*Required work*.
Your answer is a number only: how many lines in the data below contain "window"?

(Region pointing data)
+ + + +

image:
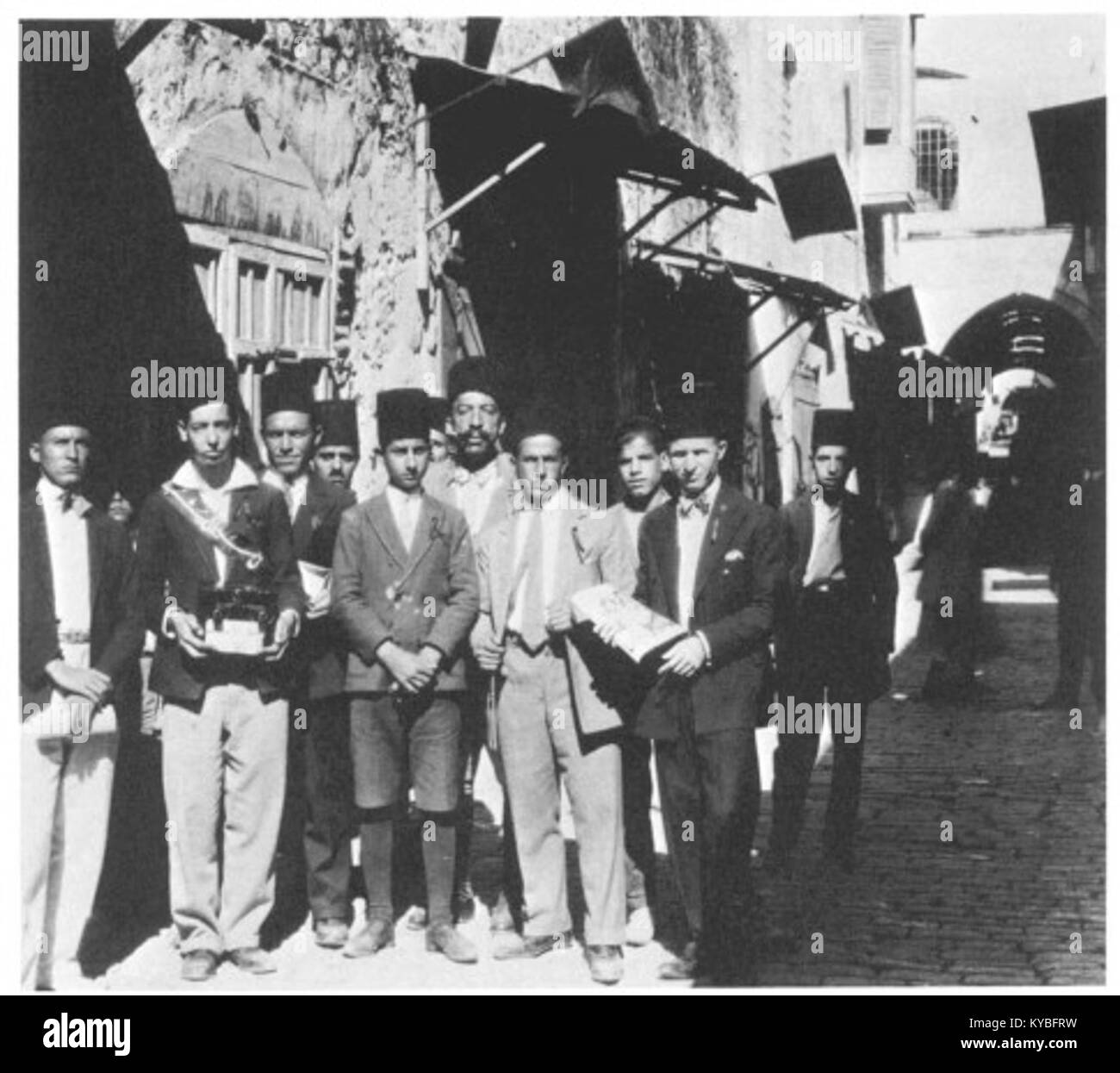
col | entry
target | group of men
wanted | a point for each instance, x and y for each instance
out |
(413, 630)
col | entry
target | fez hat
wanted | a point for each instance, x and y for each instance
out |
(287, 389)
(833, 428)
(339, 420)
(542, 417)
(402, 415)
(698, 415)
(477, 374)
(439, 410)
(60, 404)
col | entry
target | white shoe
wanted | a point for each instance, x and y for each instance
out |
(639, 927)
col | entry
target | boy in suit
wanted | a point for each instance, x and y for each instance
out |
(709, 559)
(225, 717)
(79, 638)
(551, 718)
(835, 634)
(642, 462)
(477, 479)
(406, 595)
(320, 767)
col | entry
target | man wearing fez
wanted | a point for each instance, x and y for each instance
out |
(480, 483)
(833, 636)
(710, 560)
(552, 721)
(211, 531)
(291, 434)
(79, 638)
(335, 457)
(639, 446)
(406, 595)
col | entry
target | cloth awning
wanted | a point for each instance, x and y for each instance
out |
(1070, 147)
(485, 120)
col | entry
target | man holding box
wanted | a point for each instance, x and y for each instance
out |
(220, 587)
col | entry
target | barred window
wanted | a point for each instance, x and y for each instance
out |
(937, 164)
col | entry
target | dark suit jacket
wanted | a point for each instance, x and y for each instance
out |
(438, 599)
(873, 588)
(115, 627)
(738, 574)
(176, 561)
(320, 649)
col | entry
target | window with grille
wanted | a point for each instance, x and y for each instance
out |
(937, 165)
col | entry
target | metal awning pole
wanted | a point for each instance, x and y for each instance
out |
(803, 318)
(656, 249)
(485, 185)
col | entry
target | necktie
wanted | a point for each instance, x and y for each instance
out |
(687, 507)
(533, 630)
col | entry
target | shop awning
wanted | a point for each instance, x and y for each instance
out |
(813, 300)
(512, 122)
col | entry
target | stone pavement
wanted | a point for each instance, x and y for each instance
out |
(1016, 897)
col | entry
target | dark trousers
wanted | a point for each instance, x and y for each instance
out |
(638, 795)
(709, 799)
(471, 740)
(1081, 621)
(329, 821)
(793, 767)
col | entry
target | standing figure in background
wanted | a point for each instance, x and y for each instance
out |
(79, 635)
(951, 590)
(835, 634)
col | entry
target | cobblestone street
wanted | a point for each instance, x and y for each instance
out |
(1004, 903)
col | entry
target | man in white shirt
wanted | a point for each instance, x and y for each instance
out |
(214, 527)
(552, 721)
(478, 482)
(79, 641)
(642, 463)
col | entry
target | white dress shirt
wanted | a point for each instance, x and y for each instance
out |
(70, 558)
(217, 500)
(825, 559)
(406, 509)
(556, 521)
(690, 532)
(473, 492)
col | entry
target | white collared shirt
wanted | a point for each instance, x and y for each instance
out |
(825, 559)
(217, 500)
(690, 541)
(68, 542)
(406, 511)
(473, 492)
(556, 520)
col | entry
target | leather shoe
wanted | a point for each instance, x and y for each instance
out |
(532, 946)
(376, 934)
(606, 964)
(445, 939)
(331, 934)
(198, 965)
(683, 968)
(252, 959)
(639, 926)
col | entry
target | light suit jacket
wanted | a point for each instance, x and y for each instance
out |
(592, 550)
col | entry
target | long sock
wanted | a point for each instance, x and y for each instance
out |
(377, 868)
(438, 840)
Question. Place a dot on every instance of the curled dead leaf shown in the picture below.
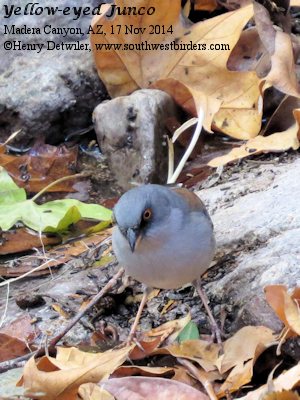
(285, 305)
(280, 141)
(151, 388)
(59, 378)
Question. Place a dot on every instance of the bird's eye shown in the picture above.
(147, 214)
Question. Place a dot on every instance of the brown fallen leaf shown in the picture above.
(283, 395)
(58, 308)
(280, 141)
(285, 381)
(205, 5)
(279, 46)
(145, 388)
(90, 391)
(42, 165)
(203, 353)
(285, 305)
(234, 4)
(131, 370)
(15, 338)
(194, 78)
(240, 354)
(59, 378)
(168, 331)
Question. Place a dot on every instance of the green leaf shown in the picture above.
(189, 332)
(55, 216)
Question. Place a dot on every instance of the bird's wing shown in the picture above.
(194, 202)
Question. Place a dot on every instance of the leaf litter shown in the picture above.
(228, 85)
(237, 112)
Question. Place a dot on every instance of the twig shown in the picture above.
(190, 147)
(201, 378)
(26, 273)
(6, 365)
(6, 306)
(110, 284)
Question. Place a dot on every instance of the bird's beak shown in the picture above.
(132, 236)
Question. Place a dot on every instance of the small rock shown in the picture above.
(29, 300)
(130, 131)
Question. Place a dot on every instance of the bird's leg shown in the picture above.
(214, 326)
(134, 326)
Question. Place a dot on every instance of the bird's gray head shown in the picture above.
(141, 208)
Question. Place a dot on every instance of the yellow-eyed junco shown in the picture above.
(164, 238)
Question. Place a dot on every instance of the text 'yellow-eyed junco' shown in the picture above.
(164, 238)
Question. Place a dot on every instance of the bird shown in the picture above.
(164, 238)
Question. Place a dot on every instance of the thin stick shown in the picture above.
(26, 273)
(190, 147)
(213, 324)
(138, 315)
(110, 284)
(5, 366)
(170, 159)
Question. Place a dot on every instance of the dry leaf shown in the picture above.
(284, 395)
(194, 78)
(203, 353)
(58, 308)
(280, 141)
(59, 378)
(286, 381)
(285, 305)
(280, 48)
(42, 165)
(145, 388)
(90, 391)
(54, 257)
(170, 329)
(130, 370)
(240, 354)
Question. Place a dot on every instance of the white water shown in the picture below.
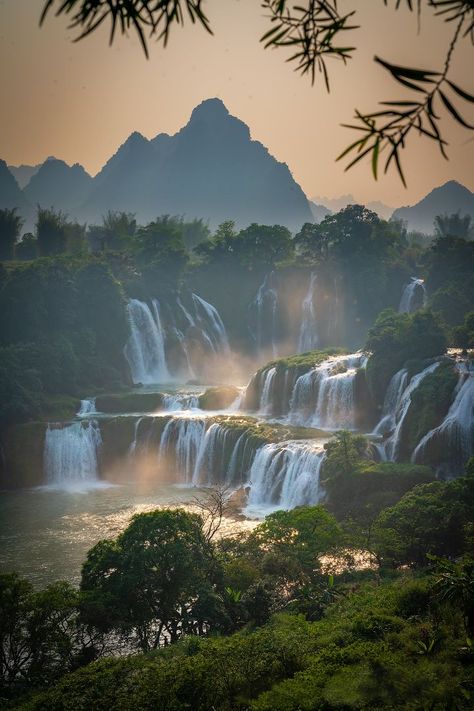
(455, 434)
(324, 397)
(70, 455)
(283, 476)
(411, 298)
(180, 401)
(266, 304)
(211, 324)
(145, 348)
(86, 408)
(391, 402)
(392, 444)
(308, 338)
(267, 391)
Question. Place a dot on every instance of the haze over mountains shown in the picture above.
(210, 169)
(447, 199)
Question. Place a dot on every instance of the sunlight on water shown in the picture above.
(45, 534)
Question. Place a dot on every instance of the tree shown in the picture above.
(51, 231)
(396, 338)
(10, 226)
(312, 31)
(293, 541)
(160, 250)
(156, 582)
(430, 519)
(39, 634)
(453, 226)
(27, 248)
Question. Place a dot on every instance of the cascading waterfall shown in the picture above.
(308, 338)
(180, 401)
(392, 443)
(70, 455)
(87, 407)
(324, 397)
(284, 475)
(391, 402)
(145, 348)
(267, 391)
(266, 306)
(413, 296)
(211, 324)
(180, 446)
(454, 437)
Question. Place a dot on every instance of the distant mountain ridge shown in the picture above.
(449, 198)
(211, 169)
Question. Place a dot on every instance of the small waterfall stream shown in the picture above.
(145, 348)
(391, 446)
(324, 396)
(211, 324)
(266, 307)
(413, 296)
(284, 475)
(180, 401)
(70, 455)
(308, 338)
(453, 439)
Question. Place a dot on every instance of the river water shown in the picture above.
(45, 534)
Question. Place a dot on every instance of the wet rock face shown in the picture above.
(23, 447)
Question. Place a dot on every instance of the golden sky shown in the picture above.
(79, 102)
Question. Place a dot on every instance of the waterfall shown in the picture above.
(266, 305)
(391, 402)
(180, 446)
(211, 456)
(145, 348)
(285, 475)
(324, 397)
(454, 437)
(413, 296)
(392, 444)
(308, 339)
(212, 325)
(267, 391)
(180, 401)
(133, 447)
(87, 407)
(70, 455)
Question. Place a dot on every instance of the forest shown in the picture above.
(353, 588)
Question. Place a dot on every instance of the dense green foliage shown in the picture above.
(62, 328)
(262, 624)
(396, 339)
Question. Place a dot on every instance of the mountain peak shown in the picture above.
(210, 109)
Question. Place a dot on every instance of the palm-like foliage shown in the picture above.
(311, 30)
(10, 226)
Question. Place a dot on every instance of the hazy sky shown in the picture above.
(79, 102)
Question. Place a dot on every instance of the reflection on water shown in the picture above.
(45, 534)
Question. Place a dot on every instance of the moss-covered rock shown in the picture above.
(218, 398)
(129, 402)
(23, 447)
(288, 370)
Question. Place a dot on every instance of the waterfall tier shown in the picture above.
(449, 446)
(70, 455)
(284, 475)
(413, 296)
(145, 348)
(308, 338)
(173, 341)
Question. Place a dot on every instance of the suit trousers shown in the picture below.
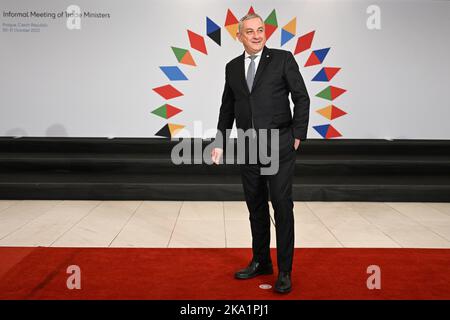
(257, 189)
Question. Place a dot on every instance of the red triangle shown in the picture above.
(336, 92)
(270, 29)
(304, 42)
(332, 133)
(312, 60)
(336, 112)
(171, 111)
(331, 72)
(231, 19)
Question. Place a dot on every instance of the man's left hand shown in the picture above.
(296, 144)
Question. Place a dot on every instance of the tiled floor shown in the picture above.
(218, 224)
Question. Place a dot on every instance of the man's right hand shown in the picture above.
(216, 154)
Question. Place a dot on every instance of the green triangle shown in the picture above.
(272, 19)
(325, 94)
(179, 53)
(161, 111)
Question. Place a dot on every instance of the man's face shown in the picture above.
(253, 35)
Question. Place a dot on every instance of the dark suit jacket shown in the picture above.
(267, 106)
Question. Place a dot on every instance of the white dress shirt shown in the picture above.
(248, 60)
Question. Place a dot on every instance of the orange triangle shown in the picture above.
(326, 112)
(174, 128)
(291, 26)
(187, 59)
(336, 112)
(232, 29)
(270, 29)
(332, 133)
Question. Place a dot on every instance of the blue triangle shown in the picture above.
(211, 26)
(322, 130)
(321, 54)
(321, 76)
(173, 73)
(285, 36)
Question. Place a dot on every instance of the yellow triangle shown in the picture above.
(291, 26)
(174, 128)
(232, 29)
(326, 112)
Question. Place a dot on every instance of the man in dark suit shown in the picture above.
(256, 95)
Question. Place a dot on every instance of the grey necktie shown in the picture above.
(251, 72)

+ + + +

*Output of the task*.
2